**Excerpts of location labeling data**
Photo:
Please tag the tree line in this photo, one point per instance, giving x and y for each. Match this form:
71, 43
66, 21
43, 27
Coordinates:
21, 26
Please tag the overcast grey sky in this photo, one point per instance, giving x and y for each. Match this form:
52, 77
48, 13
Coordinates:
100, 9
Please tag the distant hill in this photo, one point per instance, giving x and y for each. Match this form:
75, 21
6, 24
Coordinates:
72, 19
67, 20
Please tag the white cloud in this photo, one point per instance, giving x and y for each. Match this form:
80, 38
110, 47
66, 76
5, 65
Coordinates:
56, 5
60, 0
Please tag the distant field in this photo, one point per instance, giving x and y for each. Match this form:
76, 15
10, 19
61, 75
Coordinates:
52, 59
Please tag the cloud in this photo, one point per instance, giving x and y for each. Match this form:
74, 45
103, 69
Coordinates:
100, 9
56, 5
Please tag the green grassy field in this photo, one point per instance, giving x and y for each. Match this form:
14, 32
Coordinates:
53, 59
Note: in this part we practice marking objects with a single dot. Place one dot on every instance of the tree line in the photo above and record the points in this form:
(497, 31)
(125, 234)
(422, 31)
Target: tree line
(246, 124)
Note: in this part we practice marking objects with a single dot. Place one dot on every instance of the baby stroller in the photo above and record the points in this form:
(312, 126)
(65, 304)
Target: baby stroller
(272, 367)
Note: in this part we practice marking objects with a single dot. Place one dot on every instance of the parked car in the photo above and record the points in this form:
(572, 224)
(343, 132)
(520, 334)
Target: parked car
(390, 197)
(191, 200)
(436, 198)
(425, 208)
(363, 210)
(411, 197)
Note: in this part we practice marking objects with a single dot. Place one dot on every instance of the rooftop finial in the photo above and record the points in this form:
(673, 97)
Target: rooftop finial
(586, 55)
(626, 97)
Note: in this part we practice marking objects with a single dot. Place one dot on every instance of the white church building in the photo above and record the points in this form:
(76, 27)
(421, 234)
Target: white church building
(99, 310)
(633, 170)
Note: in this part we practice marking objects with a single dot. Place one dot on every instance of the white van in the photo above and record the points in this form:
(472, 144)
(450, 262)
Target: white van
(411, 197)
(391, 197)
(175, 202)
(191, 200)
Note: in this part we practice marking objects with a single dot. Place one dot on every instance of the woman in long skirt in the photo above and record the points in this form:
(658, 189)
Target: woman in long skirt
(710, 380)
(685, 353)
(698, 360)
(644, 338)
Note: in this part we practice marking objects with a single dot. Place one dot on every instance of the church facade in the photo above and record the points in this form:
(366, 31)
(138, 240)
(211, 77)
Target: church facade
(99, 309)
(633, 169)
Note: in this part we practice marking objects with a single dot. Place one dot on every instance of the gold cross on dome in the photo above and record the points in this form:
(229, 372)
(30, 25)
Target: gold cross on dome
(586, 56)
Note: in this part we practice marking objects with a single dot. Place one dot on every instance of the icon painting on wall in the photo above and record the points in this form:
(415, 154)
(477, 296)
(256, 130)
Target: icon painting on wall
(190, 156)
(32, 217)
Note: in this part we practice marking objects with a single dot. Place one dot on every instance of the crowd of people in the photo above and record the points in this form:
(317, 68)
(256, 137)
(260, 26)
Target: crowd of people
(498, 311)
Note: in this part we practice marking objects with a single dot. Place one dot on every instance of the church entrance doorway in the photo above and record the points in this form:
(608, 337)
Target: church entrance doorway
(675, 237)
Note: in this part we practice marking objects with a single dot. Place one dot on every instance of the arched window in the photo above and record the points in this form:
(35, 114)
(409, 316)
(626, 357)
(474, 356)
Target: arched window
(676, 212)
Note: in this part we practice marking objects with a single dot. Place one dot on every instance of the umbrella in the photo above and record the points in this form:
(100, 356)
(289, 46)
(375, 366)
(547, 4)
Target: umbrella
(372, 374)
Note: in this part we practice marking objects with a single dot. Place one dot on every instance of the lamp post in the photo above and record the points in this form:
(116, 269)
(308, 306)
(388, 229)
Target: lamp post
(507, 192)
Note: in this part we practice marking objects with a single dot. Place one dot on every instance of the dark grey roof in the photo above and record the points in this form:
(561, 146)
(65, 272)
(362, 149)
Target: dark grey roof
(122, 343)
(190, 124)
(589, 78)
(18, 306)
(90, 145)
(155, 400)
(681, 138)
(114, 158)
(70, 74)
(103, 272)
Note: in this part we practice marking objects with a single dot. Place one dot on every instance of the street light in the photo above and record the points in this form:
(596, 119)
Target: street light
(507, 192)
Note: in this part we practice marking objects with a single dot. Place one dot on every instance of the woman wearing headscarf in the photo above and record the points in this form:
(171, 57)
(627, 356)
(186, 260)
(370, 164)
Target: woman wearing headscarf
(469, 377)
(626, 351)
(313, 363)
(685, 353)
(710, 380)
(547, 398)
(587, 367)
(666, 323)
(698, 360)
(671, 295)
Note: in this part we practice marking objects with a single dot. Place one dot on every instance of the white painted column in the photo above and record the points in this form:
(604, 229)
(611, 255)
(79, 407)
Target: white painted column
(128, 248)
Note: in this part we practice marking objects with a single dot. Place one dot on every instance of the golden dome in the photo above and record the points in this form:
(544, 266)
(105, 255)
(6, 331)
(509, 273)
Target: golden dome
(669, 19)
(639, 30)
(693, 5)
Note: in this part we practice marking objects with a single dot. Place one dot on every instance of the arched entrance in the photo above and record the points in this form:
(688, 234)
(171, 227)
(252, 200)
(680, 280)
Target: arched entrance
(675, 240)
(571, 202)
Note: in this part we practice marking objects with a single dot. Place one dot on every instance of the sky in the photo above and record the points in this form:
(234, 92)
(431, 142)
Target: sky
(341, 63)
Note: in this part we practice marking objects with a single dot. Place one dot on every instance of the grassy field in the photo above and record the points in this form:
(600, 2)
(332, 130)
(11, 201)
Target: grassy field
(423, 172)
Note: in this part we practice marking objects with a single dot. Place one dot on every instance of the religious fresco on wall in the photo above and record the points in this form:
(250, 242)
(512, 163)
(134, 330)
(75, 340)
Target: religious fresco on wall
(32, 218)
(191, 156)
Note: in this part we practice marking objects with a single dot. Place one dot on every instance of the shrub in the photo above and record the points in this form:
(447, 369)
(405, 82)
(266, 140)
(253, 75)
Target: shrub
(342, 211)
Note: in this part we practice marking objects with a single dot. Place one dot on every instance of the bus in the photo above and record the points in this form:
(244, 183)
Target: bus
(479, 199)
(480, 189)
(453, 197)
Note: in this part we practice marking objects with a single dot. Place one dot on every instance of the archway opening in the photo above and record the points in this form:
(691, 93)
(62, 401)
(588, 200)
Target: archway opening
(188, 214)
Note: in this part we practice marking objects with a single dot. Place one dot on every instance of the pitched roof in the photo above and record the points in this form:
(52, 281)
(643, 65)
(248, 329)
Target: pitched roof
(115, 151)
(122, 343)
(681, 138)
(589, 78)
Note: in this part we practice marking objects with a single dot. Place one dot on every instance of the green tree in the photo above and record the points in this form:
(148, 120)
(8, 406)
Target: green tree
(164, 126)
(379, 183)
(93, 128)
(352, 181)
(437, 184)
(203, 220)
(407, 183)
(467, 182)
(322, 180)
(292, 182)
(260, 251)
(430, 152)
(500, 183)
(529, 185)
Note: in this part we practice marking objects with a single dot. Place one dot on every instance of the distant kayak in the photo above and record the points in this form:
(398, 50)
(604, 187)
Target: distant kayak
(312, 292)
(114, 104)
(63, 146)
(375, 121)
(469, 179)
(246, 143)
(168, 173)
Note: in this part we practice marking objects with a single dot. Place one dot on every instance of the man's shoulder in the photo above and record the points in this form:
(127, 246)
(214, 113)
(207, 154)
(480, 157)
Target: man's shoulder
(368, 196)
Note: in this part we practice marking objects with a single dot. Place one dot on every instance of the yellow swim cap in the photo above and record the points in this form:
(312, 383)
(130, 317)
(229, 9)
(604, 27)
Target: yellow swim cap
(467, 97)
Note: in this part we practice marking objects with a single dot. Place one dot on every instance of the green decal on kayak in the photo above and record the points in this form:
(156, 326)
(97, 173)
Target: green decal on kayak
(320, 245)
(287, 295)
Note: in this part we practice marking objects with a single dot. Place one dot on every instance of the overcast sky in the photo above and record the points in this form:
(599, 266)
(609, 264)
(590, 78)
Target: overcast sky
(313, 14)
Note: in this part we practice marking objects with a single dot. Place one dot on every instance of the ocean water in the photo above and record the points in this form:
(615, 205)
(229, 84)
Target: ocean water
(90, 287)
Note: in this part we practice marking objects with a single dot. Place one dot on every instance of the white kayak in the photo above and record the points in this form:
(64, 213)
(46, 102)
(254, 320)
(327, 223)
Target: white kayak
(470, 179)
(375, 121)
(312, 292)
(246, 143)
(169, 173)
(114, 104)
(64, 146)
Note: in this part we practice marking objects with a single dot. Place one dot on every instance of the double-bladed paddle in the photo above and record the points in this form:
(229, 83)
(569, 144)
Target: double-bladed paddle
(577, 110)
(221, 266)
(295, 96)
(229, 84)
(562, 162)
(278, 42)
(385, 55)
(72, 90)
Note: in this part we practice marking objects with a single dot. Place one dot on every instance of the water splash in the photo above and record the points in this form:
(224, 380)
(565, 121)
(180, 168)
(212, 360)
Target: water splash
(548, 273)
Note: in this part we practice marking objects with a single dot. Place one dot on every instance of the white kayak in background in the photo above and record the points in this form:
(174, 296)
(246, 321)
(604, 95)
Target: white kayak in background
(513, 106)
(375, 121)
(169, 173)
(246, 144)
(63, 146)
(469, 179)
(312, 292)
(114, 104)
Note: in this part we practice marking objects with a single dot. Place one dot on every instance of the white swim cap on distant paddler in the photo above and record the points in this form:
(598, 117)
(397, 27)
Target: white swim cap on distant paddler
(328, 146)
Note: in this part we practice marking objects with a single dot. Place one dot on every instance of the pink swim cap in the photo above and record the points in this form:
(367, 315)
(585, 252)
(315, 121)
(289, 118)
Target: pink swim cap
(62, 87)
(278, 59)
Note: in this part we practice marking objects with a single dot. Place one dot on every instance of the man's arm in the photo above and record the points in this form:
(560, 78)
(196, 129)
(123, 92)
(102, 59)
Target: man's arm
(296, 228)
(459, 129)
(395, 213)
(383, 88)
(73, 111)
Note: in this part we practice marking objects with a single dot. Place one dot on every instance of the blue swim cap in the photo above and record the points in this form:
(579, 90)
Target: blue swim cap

**Request**
Your task is to output exactly the lines running from the one with "the man's arm" through the final line of the material above, with both ends included.

**Task response**
Note: in this part we practice marking objects with a single dot. Place one dot on every instance of the man's arm in the photo above and record the points in this form:
(560, 78)
(196, 129)
(123, 92)
(102, 59)
Target: man's arm
(296, 228)
(459, 129)
(395, 213)
(383, 88)
(73, 111)
Note: in this part we practice marking objects with a single dot. Place one dot on every instance of the blue swim cap in the photo above and record the points in this form:
(579, 90)
Target: blue swim cap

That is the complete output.